**Task objective**
Write out the data below line for line, leaving out the pictures.

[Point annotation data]
[start]
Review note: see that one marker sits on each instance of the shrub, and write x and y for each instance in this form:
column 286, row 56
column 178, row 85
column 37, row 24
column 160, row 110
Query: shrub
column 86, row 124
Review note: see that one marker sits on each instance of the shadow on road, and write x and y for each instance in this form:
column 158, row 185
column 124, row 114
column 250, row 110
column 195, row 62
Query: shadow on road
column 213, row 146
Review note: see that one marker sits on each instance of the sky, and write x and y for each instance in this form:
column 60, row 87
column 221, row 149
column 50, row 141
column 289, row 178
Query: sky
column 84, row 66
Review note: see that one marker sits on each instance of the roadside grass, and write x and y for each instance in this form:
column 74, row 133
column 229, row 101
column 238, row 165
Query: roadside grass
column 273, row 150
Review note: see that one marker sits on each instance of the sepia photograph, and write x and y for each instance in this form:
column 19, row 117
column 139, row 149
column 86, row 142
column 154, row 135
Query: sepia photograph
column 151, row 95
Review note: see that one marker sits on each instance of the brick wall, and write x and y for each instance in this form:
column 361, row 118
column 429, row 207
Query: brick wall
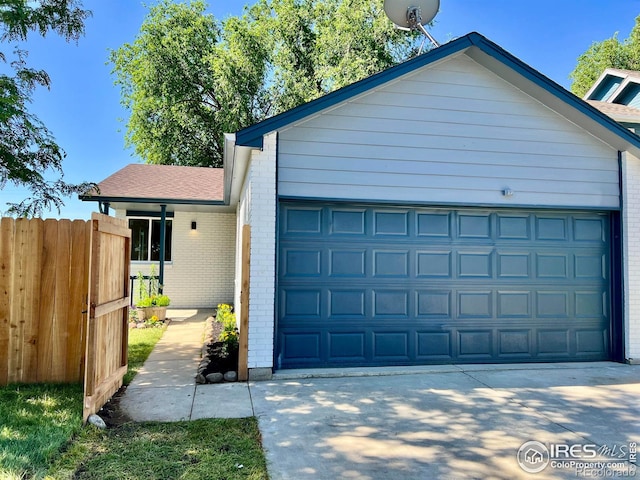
[end]
**Final answer**
Review note: see that one marker sits on each instance of the shrub, and write x and y for each instance in this form:
column 286, row 56
column 178, row 85
column 37, row 24
column 160, row 110
Query: shrub
column 86, row 124
Review note: see that one marker sits on each instance of the shadow on road, and write x and y for each instance in this form:
column 158, row 185
column 124, row 114
column 250, row 110
column 195, row 62
Query: shadow on road
column 213, row 146
Review note: see that one marker sits on each instance of the sky, and write x and y for each instance in this form:
column 60, row 87
column 221, row 149
column 50, row 141
column 289, row 178
Query: sky
column 84, row 66
Review note: see that one marker sits on each instance of the roadside grass, and write x and y for each instance in this form:
column 74, row 133
column 229, row 101
column 238, row 165
Query: roadside grass
column 273, row 150
Review note: see that one marker sits on each instance of the sepia photograph, and write x and y for each instance in this form:
column 19, row 117
column 139, row 149
column 86, row 142
column 154, row 135
Query: sepia photograph
column 151, row 95
Review note: see that one marker sits on each instance of the brick wall, and write x and y for each instance in this form:
column 361, row 118
column 429, row 207
Query: brick wall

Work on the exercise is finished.